Supplied data:
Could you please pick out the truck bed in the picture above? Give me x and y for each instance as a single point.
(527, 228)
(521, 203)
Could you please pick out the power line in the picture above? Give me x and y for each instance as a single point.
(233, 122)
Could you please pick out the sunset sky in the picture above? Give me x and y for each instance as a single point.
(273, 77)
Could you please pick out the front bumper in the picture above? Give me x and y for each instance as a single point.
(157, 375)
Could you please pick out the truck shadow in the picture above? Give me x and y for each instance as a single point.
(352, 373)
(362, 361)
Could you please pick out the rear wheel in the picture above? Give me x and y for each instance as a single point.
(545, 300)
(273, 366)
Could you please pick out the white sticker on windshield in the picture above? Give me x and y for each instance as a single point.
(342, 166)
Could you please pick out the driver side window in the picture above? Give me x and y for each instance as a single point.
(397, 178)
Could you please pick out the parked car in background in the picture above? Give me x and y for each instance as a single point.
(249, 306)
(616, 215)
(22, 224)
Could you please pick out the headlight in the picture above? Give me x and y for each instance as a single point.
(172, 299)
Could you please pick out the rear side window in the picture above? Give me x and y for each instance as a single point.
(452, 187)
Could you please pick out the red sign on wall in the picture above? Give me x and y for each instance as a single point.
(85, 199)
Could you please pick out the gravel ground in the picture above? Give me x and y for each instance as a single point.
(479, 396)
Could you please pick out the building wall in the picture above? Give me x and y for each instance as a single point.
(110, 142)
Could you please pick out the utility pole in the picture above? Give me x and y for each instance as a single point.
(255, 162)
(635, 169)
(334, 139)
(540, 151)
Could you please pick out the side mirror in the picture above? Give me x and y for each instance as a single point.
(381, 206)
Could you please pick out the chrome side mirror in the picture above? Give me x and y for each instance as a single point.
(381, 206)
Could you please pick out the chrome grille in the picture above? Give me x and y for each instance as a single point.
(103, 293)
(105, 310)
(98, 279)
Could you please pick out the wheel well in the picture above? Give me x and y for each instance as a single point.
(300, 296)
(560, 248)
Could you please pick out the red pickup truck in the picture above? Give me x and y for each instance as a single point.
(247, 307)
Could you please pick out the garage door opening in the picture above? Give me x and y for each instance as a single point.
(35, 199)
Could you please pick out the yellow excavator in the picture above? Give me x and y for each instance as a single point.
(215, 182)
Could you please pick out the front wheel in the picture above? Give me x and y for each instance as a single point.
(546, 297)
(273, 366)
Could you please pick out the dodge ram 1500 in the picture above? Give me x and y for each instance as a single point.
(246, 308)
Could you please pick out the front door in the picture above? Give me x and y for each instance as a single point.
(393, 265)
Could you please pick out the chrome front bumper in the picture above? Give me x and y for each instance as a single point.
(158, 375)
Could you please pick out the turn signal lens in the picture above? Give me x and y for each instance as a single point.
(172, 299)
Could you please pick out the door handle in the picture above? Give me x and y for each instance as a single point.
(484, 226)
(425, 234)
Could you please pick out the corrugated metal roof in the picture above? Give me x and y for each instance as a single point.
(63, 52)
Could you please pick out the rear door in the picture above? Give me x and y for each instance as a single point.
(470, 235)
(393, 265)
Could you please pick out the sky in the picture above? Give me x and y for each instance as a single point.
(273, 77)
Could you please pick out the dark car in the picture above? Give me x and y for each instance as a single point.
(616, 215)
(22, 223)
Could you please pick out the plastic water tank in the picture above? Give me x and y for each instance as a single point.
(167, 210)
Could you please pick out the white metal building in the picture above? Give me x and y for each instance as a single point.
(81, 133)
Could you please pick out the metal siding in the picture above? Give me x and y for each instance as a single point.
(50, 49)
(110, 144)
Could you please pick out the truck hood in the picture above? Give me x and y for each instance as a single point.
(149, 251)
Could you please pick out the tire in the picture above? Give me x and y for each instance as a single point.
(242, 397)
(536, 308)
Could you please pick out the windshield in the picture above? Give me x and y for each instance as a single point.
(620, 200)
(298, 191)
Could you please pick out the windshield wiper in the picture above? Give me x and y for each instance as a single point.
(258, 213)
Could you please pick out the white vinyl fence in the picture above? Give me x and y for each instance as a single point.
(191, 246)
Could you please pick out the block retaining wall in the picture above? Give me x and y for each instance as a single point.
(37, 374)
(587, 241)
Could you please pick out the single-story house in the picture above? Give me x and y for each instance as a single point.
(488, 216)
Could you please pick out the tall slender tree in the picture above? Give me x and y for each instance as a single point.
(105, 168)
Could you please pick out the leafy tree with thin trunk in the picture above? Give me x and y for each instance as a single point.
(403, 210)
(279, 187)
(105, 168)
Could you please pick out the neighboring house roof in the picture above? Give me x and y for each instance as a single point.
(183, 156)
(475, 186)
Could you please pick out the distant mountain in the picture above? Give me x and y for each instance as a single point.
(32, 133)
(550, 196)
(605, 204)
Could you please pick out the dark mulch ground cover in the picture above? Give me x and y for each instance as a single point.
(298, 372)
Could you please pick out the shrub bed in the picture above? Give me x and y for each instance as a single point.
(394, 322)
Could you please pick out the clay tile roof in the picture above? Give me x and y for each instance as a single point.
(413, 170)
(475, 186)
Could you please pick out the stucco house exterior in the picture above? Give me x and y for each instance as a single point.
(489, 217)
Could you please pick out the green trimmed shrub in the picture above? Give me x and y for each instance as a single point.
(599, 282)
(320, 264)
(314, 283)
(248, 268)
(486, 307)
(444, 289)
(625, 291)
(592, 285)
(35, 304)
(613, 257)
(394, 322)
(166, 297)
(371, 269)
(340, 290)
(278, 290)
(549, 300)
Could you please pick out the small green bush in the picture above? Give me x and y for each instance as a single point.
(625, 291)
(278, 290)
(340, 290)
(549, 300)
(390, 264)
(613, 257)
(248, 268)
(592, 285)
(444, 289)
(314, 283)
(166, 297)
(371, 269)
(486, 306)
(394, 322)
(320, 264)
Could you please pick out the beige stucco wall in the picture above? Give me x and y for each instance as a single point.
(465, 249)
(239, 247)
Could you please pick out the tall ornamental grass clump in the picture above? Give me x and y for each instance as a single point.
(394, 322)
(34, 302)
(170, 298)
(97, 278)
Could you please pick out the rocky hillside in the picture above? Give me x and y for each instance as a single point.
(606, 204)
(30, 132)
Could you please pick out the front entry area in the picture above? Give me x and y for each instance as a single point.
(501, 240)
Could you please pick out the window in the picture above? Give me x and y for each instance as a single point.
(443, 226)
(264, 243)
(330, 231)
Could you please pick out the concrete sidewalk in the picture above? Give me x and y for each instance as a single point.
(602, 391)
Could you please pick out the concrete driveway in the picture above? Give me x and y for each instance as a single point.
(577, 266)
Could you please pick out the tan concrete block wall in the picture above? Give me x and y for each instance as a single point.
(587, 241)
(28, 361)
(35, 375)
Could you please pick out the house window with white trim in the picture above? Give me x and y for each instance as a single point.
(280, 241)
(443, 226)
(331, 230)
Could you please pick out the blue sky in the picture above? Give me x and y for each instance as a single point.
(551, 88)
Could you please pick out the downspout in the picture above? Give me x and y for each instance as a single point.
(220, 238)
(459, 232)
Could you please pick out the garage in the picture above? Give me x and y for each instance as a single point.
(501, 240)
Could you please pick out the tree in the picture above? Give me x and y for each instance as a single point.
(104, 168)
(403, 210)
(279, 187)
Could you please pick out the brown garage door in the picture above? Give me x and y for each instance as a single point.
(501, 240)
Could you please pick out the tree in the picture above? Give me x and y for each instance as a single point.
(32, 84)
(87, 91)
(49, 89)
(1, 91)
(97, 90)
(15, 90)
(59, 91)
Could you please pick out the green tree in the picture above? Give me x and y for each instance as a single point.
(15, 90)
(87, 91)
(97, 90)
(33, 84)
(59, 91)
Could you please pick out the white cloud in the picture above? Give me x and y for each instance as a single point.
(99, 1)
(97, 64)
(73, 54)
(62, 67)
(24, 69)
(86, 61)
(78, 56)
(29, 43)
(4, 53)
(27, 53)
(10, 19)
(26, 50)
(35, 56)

Task brief: Your task is to transcribe the line containing "Could you please pick out the front entry" and every line after it, through the last line of the data, exactly as written and with nothing more.

Response to this task:
Could you please pick out the front entry area in the picture above? Give me x and y for each instance as a single point.
(501, 240)
Could you please pick out the window in the picture above? Give me x and y for each instance as a single point.
(443, 226)
(264, 243)
(330, 231)
Could you please pick out the concrete sidewalk in the picture above? Give me x and y for each instance as a single point.
(602, 391)
Could you please pick out the concrete driveway in the picture above? Give me x and y for each instance as a single point.
(577, 266)
Could you please pick out the tan concrete block wall in the picture above? Give me x and y for each instance as a single point.
(587, 241)
(28, 361)
(35, 375)
Could you please pick out the house window with white trim in the picture above? Give me x and y for each instance as a single point.
(280, 241)
(443, 226)
(331, 230)
Could you please pick out the blue sky in the picture above? Give me x and y for each instance as a single point.
(551, 88)
Could you please pick out the downspout in the picture above? Give me x and y for each instance as a single point.
(220, 238)
(459, 232)
Could you please pick out the garage in the picture above? Give me x and y for each instance as a single point.
(501, 240)
Could you please pick out the tree in the picture above? Give me x and y for each instance as a single point.
(104, 168)
(403, 210)
(279, 187)
Could you please pick out the brown garage door in the picture above? Give me x and y for each instance as a single point.
(501, 240)
Could you please pick out the tree in the picture above? Give me x and y for each instance as a single point.
(32, 84)
(87, 91)
(49, 89)
(1, 91)
(97, 90)
(15, 90)
(59, 91)
Could you please pick out the green tree in the picture above? Give me x and y for each instance as a single point.
(15, 90)
(87, 91)
(97, 90)
(33, 84)
(59, 91)
Could you please pick out the white cloud in the picture above? Give me x and y for each instance as a single point.
(99, 1)
(97, 64)
(73, 54)
(62, 67)
(24, 69)
(86, 61)
(78, 56)
(29, 43)
(4, 53)
(27, 53)
(10, 19)
(26, 50)
(35, 56)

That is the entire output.